### EXERCISE PASSAGE
*** Block opens ***

Monoacylglycerol lipase (MAGL) is a main enzyme responsible for the inactivation of the most abundant brain endocannabinoid, 2-arachidonoylglycerol (2-AG). It has recently been shown that MAGL has become a promising therapeutic target for the treatment of several diseases such as cancers, neuroinflammation, and neurodegenerative disorders, and metabolic disorders. 8 Increasing evidences have demonstrated that blocking MAGL by MAGL inhibitors may produce diverse biochemical and physiological roles in combatting a variety of human diseases through bidirectionally manipulating endocannabinoid, eicosanoid, and other lipid signaling pathways. 9,10
JZL184 is a MAGL selective inhibitor that has been observed to exhibit anti-inflammatory, anti-cancer, anti-hyperalgesic and neuroprotective effects. 11 –14 For example, JZL184 improves behavior and neural properties in a down syndrome model, which is a development disorder with deficient cognition. 15 JZL184 reduces neuroinflammatory response and formation of beta-amyloid (Aβ) in the Alzheimer’s disease mouse model APdE9 and in adult mouse glial cells. 16 JZL184 is neuroprotective in the chronic MPTP-induced Parkinson’s mouse model involving restorative astroglia and microglia activation and the release of neuroprotective and anti-inflammatory molecules. 17 Considering the anti-neuroinflammatory and neuroprotective properties of JZL184, we speculated that JZL184 might have protective effect on cerebral I/R injury.
In the present study, we examined the effect of JZL184 on cerebral I/R injury in vitro using rat primary hippocampal neuronal cells. Furthermore, we investigated whether the protective effect is mediated by Nrf2/ARE signaling pathway. Our results proved that JZL184 exerted protective effect against I/R-induced oxidative stress, inflammation and apoptosis via regulating Nrf2/ARE signaling pathway.
Materials and methods
Preparation of primary hippocampal neuronal cells
Preparation of primary hippocampal neurons was performed as described by Latt et al. 18 Postnatal day 0-2 newborn Sprague-Dawley rats obtained from The First Affiliated Hospital of Xi’an Jiaotong University (Xi’an, China) were used for the isolation of hippocampal neurons. The rats were decapitated, and the cerebral hippocampi were separated from brains after removing meninges. The tissues were dissected in Histidine buffer solution (HBS) and then added to Neurobasal medium with 2% B27 supplement. After trypsinization in 0.25% Trypsin-EDTA at 37°C for 20 min, the fragments were subjected to mechanical dissociation using a Pasteur pipette and mild centrifugation at 2000 rpm for 3 min. Then the cells were maintained in Neurobasal medium with 2% B27 supplement, 0.1% Penicillin-Streptomycin, and 0.25% Glumax and kept in an incubator under 5% CO2 at 37°C. All experimental procedures were performed following the Laboratory Animal Care and Use Guidance Suggestions of The First Affiliated Hospital of Xi’an Jiaotong University.

*** Block closes ***

### QUESTIONS TO ANSWER
- 1) According to the JZL184 passage, which cells were used to test the effect of JZL184 on cerebral I/R injury in vitro?
- 2) Copy out the part of the JZL184 passage that begins at the words "In the present" and stops after "regulating Nrf2/ARE signaling pathway.", substituting "in cell culture" for "in vitro".

### LISTED RECORDS
*** Block opens ***

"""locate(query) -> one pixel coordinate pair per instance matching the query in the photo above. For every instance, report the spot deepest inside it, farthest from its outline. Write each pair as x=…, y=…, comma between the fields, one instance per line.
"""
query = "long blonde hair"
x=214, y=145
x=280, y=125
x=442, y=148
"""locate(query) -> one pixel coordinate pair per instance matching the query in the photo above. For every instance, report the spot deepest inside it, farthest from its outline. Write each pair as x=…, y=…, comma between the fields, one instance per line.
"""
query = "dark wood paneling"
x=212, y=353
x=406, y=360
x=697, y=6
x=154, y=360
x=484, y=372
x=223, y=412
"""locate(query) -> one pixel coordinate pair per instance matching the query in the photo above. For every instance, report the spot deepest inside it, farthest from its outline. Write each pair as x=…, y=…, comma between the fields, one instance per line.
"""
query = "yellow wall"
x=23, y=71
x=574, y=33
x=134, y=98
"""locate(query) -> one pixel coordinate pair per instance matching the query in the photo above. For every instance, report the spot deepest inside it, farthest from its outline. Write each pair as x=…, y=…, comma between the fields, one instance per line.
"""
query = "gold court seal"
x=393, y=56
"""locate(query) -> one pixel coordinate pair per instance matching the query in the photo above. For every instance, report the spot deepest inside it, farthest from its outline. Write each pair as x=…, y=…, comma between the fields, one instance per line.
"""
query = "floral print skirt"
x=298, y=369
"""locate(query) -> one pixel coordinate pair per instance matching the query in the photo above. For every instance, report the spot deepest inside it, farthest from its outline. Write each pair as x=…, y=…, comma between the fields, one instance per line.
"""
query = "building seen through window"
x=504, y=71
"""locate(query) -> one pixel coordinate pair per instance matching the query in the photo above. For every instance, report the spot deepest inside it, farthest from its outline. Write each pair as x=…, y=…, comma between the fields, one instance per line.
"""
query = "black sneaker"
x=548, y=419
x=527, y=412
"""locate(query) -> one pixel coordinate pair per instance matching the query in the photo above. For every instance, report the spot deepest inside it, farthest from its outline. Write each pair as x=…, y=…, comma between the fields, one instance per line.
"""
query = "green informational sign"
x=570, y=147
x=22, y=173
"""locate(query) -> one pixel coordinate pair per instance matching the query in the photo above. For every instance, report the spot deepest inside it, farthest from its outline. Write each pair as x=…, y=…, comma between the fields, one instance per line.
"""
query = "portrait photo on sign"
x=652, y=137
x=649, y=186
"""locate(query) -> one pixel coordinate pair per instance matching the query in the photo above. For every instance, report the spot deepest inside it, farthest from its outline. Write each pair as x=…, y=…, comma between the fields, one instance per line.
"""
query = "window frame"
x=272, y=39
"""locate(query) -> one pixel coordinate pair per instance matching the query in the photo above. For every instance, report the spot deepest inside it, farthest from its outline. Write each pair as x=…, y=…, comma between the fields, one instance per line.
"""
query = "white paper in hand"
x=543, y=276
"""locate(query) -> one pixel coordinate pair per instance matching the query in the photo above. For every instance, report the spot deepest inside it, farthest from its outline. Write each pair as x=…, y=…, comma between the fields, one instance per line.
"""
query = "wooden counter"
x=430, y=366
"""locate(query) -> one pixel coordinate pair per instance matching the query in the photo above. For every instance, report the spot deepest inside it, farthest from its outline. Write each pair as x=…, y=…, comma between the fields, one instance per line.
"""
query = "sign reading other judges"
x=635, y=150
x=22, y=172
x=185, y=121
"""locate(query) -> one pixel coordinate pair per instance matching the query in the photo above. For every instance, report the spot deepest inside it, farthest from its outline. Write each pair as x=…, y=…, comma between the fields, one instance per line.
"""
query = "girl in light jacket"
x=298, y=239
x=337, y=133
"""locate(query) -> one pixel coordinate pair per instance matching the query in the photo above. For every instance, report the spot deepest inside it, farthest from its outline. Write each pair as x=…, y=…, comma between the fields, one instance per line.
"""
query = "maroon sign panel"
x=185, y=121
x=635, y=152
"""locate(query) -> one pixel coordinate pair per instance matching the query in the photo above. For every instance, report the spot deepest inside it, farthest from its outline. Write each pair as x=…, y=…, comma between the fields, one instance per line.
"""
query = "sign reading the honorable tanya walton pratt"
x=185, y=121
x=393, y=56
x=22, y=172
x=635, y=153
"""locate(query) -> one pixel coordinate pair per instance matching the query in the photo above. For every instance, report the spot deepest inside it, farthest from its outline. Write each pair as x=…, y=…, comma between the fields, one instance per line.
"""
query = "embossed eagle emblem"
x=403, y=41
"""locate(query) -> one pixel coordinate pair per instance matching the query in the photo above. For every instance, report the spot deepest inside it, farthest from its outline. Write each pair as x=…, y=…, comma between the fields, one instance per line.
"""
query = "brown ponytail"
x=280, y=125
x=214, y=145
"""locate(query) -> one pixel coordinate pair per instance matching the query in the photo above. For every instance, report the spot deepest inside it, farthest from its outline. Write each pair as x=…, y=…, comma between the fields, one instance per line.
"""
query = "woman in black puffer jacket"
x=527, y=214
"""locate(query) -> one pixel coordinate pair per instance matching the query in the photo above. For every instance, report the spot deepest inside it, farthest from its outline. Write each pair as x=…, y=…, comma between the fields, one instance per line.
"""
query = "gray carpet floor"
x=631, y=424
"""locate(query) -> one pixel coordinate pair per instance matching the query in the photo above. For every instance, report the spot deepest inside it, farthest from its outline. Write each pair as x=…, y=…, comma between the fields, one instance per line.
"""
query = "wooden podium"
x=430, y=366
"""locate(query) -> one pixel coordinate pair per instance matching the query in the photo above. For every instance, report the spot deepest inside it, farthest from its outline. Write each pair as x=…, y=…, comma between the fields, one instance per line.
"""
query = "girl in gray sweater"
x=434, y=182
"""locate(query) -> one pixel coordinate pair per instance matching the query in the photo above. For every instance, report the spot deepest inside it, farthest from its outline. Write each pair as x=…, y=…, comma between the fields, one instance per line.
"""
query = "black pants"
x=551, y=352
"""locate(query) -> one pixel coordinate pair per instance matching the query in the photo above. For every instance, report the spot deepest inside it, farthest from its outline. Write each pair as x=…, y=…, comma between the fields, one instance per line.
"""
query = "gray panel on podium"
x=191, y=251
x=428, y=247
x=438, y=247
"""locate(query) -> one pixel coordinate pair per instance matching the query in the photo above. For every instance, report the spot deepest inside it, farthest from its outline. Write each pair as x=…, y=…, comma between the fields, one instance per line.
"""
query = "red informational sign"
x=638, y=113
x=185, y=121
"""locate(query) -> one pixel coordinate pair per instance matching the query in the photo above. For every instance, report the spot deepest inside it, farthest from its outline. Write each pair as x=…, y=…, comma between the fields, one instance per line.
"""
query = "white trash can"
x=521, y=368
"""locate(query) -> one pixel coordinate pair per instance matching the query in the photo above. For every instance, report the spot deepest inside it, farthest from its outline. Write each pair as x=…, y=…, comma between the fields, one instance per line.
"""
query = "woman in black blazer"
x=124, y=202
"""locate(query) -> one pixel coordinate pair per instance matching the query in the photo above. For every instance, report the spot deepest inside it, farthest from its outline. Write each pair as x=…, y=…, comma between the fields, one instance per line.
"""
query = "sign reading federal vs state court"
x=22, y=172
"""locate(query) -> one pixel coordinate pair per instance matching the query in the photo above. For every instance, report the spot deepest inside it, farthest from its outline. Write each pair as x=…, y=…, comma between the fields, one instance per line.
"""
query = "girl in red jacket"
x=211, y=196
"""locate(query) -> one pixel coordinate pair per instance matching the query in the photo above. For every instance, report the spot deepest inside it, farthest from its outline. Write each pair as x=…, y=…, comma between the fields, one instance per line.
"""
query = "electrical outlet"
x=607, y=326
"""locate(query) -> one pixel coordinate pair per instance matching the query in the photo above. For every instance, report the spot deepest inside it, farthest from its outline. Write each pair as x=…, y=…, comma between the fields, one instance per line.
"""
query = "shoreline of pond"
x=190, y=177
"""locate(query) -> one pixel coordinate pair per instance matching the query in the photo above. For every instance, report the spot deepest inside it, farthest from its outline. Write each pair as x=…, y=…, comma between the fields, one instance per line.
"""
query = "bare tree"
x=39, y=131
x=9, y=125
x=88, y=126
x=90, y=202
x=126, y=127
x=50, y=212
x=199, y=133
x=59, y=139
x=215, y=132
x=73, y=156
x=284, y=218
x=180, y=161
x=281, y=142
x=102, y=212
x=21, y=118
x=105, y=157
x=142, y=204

*** Block closes ***

### PROBLEM SOLUTIONS
- 1) Rat primary hippocampal neuronal cells.

- 2)
In the present study, we examined the effect of JZL184 on cerebral I/R injury in cell culture using rat primary hippocampal neuronal cells. Furthermore, we investigated whether the protective effect is mediated by Nrf2/ARE signaling pathway. Our results proved that JZL184 exerted protective effect against I/R-induced oxidative stress, inflammation and apoptosis via regulating Nrf2/ARE signaling pathway.